Information given Start Marker

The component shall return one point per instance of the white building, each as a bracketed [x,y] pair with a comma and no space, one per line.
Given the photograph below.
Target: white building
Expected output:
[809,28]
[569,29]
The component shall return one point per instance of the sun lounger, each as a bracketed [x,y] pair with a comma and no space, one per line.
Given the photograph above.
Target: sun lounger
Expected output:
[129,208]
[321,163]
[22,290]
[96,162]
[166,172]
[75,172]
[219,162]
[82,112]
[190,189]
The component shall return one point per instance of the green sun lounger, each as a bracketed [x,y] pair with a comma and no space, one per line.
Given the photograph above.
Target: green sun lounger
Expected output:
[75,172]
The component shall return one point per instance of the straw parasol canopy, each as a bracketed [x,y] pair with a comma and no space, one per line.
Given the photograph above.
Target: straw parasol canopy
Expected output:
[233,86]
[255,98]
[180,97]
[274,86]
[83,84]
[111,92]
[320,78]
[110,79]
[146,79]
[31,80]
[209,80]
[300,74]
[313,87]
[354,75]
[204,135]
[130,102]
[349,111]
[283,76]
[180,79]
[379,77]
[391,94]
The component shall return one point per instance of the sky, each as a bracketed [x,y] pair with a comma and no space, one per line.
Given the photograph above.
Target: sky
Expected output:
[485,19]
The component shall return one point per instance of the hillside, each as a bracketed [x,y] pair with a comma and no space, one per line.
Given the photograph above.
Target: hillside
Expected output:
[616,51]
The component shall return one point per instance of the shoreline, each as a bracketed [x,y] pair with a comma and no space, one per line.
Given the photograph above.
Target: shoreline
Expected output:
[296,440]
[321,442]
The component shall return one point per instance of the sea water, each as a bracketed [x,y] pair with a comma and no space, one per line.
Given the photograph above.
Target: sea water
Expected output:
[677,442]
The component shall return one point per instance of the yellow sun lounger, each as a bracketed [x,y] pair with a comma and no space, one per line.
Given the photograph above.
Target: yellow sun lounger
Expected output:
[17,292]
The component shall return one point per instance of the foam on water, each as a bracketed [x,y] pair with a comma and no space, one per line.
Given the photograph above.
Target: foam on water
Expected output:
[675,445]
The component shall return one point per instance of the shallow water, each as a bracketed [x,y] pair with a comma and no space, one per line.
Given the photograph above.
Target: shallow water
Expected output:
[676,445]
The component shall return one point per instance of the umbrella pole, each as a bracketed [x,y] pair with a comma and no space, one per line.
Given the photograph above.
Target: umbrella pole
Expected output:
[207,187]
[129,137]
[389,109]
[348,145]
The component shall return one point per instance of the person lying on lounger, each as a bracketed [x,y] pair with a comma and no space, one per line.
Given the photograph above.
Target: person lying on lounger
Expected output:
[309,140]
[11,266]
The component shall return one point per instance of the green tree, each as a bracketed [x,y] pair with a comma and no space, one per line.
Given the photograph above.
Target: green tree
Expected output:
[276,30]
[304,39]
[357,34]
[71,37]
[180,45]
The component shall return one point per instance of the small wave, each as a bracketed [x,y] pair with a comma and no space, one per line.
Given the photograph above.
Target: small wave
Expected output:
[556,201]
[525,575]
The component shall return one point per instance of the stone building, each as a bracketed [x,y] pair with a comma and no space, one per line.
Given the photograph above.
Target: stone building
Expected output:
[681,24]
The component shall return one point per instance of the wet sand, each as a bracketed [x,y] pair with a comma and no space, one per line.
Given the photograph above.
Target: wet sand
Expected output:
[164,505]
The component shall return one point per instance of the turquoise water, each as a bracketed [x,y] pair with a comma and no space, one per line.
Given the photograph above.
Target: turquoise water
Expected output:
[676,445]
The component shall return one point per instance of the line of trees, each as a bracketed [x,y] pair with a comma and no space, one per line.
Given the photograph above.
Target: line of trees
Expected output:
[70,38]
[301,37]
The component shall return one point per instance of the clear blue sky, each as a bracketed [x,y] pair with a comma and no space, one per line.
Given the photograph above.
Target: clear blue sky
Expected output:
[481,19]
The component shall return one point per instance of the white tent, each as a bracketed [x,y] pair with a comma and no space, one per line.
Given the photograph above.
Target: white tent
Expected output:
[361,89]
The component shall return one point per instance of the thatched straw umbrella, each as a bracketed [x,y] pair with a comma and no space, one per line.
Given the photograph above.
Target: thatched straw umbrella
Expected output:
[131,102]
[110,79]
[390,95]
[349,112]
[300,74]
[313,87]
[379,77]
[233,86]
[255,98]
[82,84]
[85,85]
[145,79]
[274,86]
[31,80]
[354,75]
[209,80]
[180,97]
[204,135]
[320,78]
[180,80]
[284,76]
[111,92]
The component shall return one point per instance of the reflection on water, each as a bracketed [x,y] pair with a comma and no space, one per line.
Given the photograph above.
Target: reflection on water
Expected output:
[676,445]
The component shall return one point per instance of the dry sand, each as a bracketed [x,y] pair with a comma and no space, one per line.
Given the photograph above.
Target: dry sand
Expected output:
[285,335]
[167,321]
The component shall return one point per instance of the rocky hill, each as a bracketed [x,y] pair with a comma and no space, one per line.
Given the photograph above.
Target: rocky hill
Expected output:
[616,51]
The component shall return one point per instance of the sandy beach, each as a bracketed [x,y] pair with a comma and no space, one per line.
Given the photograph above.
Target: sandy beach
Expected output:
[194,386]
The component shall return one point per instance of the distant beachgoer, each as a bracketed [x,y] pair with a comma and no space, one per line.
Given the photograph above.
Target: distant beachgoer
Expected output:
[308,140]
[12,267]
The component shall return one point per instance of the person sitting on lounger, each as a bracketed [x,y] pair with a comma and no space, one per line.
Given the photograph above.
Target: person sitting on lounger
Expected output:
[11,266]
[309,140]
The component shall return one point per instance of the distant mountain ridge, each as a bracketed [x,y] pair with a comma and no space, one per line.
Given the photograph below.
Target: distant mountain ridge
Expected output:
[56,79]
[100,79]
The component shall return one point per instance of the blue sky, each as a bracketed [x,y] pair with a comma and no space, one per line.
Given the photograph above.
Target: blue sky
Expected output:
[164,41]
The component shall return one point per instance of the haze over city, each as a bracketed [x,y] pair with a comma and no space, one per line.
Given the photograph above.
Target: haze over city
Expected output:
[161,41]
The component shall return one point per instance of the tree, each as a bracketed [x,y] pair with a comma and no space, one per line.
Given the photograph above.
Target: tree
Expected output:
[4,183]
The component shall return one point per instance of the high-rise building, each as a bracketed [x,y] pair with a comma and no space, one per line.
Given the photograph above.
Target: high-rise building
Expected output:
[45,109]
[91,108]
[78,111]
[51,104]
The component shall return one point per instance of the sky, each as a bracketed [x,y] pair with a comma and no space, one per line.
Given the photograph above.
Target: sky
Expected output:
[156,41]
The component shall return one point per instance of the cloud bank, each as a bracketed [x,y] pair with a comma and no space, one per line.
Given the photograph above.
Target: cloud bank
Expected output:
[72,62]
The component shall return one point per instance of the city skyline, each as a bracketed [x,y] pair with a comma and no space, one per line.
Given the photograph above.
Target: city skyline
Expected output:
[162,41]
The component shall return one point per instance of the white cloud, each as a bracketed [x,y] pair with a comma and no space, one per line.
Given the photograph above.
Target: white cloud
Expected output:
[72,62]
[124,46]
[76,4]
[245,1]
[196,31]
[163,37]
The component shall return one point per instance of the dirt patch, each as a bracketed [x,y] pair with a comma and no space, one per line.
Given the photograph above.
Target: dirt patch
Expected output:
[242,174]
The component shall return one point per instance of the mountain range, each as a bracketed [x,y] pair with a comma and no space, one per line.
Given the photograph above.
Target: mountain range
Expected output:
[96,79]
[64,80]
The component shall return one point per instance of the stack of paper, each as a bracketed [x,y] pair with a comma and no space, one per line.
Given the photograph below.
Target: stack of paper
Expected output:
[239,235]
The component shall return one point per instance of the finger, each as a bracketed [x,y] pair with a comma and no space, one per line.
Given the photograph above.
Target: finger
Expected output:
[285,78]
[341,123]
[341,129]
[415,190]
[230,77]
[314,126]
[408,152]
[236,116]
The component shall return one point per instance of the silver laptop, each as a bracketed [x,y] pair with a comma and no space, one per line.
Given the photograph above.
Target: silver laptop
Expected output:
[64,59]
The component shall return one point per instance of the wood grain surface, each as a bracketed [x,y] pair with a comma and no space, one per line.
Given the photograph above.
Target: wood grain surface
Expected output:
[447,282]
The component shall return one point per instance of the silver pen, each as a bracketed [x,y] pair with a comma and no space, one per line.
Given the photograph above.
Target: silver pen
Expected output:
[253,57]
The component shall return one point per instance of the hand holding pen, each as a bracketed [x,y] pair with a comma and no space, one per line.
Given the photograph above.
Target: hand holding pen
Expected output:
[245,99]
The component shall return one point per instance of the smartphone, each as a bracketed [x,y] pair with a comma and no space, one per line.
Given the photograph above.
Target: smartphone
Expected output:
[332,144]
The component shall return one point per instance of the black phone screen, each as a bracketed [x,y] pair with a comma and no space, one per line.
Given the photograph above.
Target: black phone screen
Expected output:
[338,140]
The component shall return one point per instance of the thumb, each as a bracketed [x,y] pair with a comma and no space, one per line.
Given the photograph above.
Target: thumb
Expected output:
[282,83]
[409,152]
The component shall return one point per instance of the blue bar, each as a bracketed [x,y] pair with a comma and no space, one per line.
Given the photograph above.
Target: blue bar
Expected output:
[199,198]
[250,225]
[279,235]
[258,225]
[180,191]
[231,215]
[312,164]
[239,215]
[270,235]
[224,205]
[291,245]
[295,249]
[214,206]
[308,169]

Information given End Marker

Task statement
Every line above that holds the word "parasol" should be copied out.

Exercise response
The component shall return one point per instance of the straw parasol canopy, each as a bracketed [x,y] pair with a comma and no space, one per line.
Target: straw parasol canopy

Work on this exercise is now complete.